─── GIVEN DATA ───

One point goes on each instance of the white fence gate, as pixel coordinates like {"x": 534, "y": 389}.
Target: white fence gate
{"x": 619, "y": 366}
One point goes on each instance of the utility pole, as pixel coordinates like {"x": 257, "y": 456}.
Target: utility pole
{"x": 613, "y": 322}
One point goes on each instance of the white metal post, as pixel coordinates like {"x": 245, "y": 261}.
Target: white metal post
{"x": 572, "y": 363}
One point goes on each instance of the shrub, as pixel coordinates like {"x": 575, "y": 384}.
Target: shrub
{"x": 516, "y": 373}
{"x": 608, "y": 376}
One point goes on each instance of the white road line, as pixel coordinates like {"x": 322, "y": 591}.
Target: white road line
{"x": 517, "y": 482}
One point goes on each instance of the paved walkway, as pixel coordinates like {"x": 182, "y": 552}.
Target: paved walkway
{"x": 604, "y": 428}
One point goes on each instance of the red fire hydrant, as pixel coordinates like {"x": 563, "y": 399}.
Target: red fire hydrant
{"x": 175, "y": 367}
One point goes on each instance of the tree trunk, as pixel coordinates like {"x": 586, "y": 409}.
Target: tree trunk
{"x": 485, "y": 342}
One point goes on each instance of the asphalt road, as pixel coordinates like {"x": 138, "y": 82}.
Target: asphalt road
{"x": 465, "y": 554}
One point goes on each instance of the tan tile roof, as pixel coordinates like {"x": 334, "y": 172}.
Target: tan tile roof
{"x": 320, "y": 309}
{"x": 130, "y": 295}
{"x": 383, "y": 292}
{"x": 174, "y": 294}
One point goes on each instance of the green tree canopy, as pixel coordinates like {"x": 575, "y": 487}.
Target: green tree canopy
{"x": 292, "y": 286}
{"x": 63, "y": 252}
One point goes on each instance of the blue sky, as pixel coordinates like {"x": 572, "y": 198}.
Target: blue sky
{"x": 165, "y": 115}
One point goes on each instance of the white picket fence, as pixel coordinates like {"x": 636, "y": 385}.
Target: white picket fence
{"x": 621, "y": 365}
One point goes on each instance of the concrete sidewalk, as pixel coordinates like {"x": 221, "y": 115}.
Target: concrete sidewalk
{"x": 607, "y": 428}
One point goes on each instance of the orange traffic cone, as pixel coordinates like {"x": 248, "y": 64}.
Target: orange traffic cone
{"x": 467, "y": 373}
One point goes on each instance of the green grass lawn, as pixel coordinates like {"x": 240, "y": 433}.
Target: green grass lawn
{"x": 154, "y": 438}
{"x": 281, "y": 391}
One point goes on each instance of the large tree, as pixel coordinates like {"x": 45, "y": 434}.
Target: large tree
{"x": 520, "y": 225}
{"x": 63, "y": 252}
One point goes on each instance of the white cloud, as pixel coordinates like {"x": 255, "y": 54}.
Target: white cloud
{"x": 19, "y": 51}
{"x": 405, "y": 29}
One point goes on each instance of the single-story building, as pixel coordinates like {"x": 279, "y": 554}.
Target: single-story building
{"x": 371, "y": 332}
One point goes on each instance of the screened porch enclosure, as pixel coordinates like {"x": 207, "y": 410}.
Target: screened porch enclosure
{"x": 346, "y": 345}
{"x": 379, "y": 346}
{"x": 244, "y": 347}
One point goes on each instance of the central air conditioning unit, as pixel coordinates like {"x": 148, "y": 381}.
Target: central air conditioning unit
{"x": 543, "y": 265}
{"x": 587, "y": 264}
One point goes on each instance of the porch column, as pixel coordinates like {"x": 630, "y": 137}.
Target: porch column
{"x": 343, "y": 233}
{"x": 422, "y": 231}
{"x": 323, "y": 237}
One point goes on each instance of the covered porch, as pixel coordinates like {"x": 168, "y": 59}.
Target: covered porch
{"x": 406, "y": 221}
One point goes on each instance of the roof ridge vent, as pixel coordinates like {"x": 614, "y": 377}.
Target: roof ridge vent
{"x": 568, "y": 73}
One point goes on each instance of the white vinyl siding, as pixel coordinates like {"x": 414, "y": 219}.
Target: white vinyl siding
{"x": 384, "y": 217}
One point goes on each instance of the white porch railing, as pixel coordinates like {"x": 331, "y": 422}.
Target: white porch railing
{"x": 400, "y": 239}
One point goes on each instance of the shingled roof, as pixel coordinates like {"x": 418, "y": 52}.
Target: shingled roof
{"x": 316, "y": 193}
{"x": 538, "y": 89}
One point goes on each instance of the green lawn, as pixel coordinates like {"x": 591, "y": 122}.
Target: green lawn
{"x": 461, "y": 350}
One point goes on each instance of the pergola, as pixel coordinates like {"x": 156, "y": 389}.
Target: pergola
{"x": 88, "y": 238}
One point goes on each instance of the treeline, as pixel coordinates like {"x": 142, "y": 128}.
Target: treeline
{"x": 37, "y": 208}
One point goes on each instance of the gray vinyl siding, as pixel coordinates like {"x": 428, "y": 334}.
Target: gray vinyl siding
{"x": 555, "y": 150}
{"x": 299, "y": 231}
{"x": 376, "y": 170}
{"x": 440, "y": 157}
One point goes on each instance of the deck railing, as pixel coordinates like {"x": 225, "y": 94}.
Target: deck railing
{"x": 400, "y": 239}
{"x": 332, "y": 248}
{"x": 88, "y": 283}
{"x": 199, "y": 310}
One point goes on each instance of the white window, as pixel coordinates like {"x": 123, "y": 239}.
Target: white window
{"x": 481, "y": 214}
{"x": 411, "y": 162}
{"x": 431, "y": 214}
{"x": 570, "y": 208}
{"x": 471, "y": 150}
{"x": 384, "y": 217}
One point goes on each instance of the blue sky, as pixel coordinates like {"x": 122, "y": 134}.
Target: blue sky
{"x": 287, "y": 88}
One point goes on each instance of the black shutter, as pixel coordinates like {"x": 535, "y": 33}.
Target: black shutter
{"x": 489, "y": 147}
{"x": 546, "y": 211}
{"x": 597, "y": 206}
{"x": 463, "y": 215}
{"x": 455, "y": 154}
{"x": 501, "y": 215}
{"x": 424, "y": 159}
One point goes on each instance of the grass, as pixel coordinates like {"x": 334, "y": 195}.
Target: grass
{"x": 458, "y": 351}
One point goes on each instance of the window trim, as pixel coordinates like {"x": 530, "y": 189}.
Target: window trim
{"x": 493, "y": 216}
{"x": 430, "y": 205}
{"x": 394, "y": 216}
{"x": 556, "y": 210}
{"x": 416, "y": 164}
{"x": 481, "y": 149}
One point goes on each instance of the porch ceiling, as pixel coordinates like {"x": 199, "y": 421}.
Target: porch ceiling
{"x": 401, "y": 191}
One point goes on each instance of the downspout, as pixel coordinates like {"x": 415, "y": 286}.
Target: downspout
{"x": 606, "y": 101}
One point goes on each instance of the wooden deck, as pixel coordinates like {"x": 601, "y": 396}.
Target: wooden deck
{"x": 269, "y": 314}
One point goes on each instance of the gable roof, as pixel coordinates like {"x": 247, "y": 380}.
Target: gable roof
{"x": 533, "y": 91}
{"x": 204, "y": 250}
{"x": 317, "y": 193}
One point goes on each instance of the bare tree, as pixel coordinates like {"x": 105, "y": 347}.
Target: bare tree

───

### THE TASK
Restate the records, all of them, precisely as written.

### SOLUTION
One point goes on each instance of the white fence gate, as pixel coordinates like {"x": 534, "y": 389}.
Target: white fence gate
{"x": 619, "y": 366}
One point goes on each instance of the utility pole, as pixel coordinates like {"x": 257, "y": 456}.
Target: utility pole
{"x": 613, "y": 322}
One point goes on each instance of the white metal post, as pixel coordinates like {"x": 245, "y": 261}.
Target: white metal post
{"x": 572, "y": 363}
One point goes on each instance of the shrub, as pixel coordinates like {"x": 575, "y": 384}.
Target: shrub
{"x": 516, "y": 373}
{"x": 608, "y": 376}
One point goes on each instance of the white road line, as pixel coordinates like {"x": 322, "y": 591}.
Target: white road line
{"x": 517, "y": 482}
One point goes on each instance of the paved walkway, as pixel coordinates like {"x": 182, "y": 552}.
Target: paved walkway
{"x": 604, "y": 428}
One point goes on each instance of the red fire hydrant, as pixel coordinates like {"x": 563, "y": 399}.
Target: red fire hydrant
{"x": 175, "y": 367}
One point goes on each instance of the tree trunk, as pixel coordinates like {"x": 586, "y": 409}.
Target: tree trunk
{"x": 485, "y": 342}
One point goes on each instance of the asphalt road, as pixel coordinates like {"x": 138, "y": 82}.
Target: asphalt road
{"x": 465, "y": 554}
One point goes on each instance of the tan tile roof, as pixel coordinates like {"x": 334, "y": 172}.
Target: tan tile roof
{"x": 320, "y": 309}
{"x": 130, "y": 295}
{"x": 383, "y": 292}
{"x": 174, "y": 294}
One point goes on each instance of the green tree canopy, as pixel coordinates like {"x": 575, "y": 487}.
Target: green tree canopy
{"x": 292, "y": 286}
{"x": 63, "y": 252}
One point goes on each instance of the blue sky, as pixel coordinates like {"x": 572, "y": 198}.
Target: blue sky
{"x": 165, "y": 115}
One point goes on each instance of the white picket fence, as pixel coordinates like {"x": 636, "y": 385}.
Target: white picket fence
{"x": 621, "y": 365}
One point goes on each instance of the concrete sidewalk, as pixel coordinates like {"x": 221, "y": 115}.
Target: concrete sidewalk
{"x": 607, "y": 428}
One point goes on each instance of the orange traffic cone, as pixel coordinates like {"x": 248, "y": 64}.
Target: orange traffic cone
{"x": 467, "y": 373}
One point goes on each instance of the green grass lawn, as pixel coordinates like {"x": 240, "y": 433}.
Target: green grass lawn
{"x": 154, "y": 438}
{"x": 281, "y": 391}
One point goes on each instance of the large tree, as pixel coordinates like {"x": 45, "y": 434}.
Target: large tree
{"x": 520, "y": 225}
{"x": 63, "y": 252}
One point goes on each instance of the white cloud, as pixel coordinates like {"x": 255, "y": 54}.
Target: white cloud
{"x": 19, "y": 51}
{"x": 405, "y": 29}
One point goes on each instance of the single-story building, as pixel coordinates like {"x": 279, "y": 554}.
Target: single-story building
{"x": 371, "y": 332}
One point goes on each instance of the screened porch enclosure, as pixel coordinates like {"x": 207, "y": 410}.
Target: screened porch enclosure
{"x": 346, "y": 345}
{"x": 379, "y": 346}
{"x": 244, "y": 347}
One point goes on each instance of the central air conditioning unit, as pixel coordinates like {"x": 148, "y": 381}.
Target: central air conditioning unit
{"x": 543, "y": 265}
{"x": 587, "y": 264}
One point goes on each instance of the porch column, as pixel coordinates like {"x": 630, "y": 137}.
Target: porch column
{"x": 343, "y": 233}
{"x": 422, "y": 231}
{"x": 323, "y": 237}
One point goes on each instance of the covered porch, as pixel coordinates like {"x": 168, "y": 59}.
Target: covered porch
{"x": 406, "y": 221}
One point goes on each instance of the roof ridge vent, as pixel coordinates like {"x": 614, "y": 377}.
Target: roof ridge vent
{"x": 568, "y": 73}
One point goes on each instance of the white vinyl siding, as pixel coordinates like {"x": 414, "y": 219}.
Target: white vinyl siding
{"x": 384, "y": 217}
One point goes on each instance of the white porch railing, as pixel coordinates like {"x": 331, "y": 422}.
Target: white porch railing
{"x": 400, "y": 239}
One point goes on each instance of the shingled roof, as pixel coordinates like {"x": 418, "y": 52}.
Target: shingled roof
{"x": 316, "y": 193}
{"x": 538, "y": 89}
One point goes on each instance of the green lawn, as pixel coordinates like {"x": 591, "y": 122}.
Target: green lawn
{"x": 461, "y": 350}
One point goes on each instance of the pergola, as pixel coordinates like {"x": 156, "y": 389}.
Target: pergola
{"x": 88, "y": 238}
One point goes on each instance of the treeline, as pixel coordinates like {"x": 142, "y": 128}.
Target: treeline
{"x": 37, "y": 208}
One point goes on each instance of the gray vinyl siding, as pixel coordinates like {"x": 428, "y": 334}.
Target: gray vinyl siding
{"x": 555, "y": 150}
{"x": 299, "y": 231}
{"x": 376, "y": 170}
{"x": 440, "y": 157}
One point goes on each instance of the deck railing, as pixel coordinates like {"x": 225, "y": 94}.
Target: deck railing
{"x": 400, "y": 239}
{"x": 332, "y": 248}
{"x": 88, "y": 283}
{"x": 199, "y": 310}
One point goes on each instance of the white window, as pixel coordinates like {"x": 123, "y": 239}.
Target: white window
{"x": 481, "y": 214}
{"x": 411, "y": 162}
{"x": 431, "y": 214}
{"x": 570, "y": 208}
{"x": 471, "y": 150}
{"x": 384, "y": 217}
One point goes on each instance of the blue sky, as pixel coordinates like {"x": 122, "y": 134}.
Target: blue sky
{"x": 287, "y": 88}
One point goes on each instance of the black shutter, as pixel coordinates like {"x": 535, "y": 33}.
Target: black shutter
{"x": 489, "y": 147}
{"x": 546, "y": 211}
{"x": 597, "y": 206}
{"x": 463, "y": 215}
{"x": 455, "y": 154}
{"x": 501, "y": 215}
{"x": 424, "y": 159}
One point goes on each instance of the grass, as pixel coordinates like {"x": 334, "y": 195}.
Target: grass
{"x": 458, "y": 351}
One point goes on each instance of the window trim, as pixel coordinates like {"x": 530, "y": 189}.
Target: window trim
{"x": 493, "y": 216}
{"x": 430, "y": 205}
{"x": 394, "y": 216}
{"x": 556, "y": 210}
{"x": 416, "y": 164}
{"x": 481, "y": 149}
One point goes on each instance of the porch ceiling, as pixel coordinates like {"x": 199, "y": 421}.
Target: porch ceiling
{"x": 401, "y": 191}
One point goes on each instance of the downspout, as pixel coordinates like {"x": 415, "y": 286}.
Target: downspout
{"x": 606, "y": 101}
One point goes on each instance of the wooden deck, as pixel coordinates like {"x": 601, "y": 396}.
Target: wooden deck
{"x": 269, "y": 314}
One point goes on each instance of the gable roof, as pixel coordinates like {"x": 247, "y": 380}.
Target: gable roof
{"x": 533, "y": 91}
{"x": 204, "y": 250}
{"x": 317, "y": 193}
One point goes on each instance of the bare tree, as pixel coordinates like {"x": 105, "y": 347}.
Target: bare tree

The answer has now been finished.